:: Goal ::
Please list every line in the data below that contains the string "sweater", copying each one in full. Matching is case-sensitive.

:: Input for this task ::
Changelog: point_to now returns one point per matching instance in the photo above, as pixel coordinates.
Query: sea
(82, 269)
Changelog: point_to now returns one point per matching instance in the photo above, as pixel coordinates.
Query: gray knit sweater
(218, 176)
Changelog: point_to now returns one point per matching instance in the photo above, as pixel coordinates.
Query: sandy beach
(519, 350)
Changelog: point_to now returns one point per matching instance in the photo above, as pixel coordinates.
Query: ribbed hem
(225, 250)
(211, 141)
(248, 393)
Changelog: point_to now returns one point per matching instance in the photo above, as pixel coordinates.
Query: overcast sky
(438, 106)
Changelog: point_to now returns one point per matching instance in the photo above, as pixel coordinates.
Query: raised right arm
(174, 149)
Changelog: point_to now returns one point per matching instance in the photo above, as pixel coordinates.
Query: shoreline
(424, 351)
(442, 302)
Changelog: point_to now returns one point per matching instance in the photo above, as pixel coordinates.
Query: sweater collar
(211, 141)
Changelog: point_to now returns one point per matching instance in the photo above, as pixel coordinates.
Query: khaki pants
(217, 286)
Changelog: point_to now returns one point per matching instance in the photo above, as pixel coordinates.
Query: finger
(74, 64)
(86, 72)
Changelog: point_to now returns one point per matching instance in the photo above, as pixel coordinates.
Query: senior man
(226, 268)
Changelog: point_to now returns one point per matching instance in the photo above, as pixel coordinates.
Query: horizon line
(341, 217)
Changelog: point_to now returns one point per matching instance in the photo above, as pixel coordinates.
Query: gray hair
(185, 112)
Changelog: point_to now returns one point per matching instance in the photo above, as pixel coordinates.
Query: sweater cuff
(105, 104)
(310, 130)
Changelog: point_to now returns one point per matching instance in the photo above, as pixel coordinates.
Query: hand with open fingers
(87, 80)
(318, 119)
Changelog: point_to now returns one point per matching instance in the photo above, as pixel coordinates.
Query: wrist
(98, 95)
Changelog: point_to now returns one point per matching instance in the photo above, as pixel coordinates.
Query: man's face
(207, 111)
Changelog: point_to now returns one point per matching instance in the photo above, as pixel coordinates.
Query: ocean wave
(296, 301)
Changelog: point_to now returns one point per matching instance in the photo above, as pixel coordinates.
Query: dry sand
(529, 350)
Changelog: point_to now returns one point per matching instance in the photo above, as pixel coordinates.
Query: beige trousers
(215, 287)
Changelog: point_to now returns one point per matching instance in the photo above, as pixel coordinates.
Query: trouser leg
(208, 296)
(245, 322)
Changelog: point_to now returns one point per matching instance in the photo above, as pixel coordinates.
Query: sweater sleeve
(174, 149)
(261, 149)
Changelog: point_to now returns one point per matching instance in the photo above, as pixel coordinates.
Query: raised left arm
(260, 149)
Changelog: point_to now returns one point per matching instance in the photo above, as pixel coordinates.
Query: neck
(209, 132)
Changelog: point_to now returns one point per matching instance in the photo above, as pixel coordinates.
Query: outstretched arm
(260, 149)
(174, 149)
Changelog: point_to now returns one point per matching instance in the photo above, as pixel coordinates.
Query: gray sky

:: Solution for this exercise ::
Query: gray knit sweater
Query: sweater collar
Query: sweater cuff
Query: sweater sleeve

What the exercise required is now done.